» PROBLEM
Which lines in the material below contain the word "flower"? Copy each such line in full.
------------------------------
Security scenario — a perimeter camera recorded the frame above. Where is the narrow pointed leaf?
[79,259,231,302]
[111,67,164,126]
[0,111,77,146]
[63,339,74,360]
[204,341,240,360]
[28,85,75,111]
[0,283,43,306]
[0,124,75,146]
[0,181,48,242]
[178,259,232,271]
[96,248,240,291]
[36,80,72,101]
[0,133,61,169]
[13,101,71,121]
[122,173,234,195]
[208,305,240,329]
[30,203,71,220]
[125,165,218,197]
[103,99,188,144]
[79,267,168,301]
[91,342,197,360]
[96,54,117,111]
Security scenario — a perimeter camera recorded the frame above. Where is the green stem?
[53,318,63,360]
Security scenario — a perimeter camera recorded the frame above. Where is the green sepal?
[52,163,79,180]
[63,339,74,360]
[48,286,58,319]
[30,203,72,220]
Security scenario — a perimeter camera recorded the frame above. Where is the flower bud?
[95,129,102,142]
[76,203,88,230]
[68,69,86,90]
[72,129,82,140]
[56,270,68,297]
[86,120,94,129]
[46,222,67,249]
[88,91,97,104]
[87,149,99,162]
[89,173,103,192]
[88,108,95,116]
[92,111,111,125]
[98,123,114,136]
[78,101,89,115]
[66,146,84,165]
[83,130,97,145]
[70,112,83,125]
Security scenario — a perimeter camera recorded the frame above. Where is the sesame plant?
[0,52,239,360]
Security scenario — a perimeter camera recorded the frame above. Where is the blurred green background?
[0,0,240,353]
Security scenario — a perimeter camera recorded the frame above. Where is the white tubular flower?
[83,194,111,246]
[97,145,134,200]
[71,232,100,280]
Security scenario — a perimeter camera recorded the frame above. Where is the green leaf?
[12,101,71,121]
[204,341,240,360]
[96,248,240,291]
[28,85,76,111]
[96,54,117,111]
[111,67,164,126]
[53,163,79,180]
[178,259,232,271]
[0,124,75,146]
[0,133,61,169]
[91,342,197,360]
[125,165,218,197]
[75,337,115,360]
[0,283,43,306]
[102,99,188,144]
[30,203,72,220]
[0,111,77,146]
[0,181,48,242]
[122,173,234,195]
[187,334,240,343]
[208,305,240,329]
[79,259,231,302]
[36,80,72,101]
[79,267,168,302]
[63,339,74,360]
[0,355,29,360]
------------------------------
» SOLUTION FOR THIS TASK
Security scenario — a perimeter camera recorded the frame above. Where is the flower bud?
Security scenario — a perimeter camera recorded the frame above. Where is the white tubular flower?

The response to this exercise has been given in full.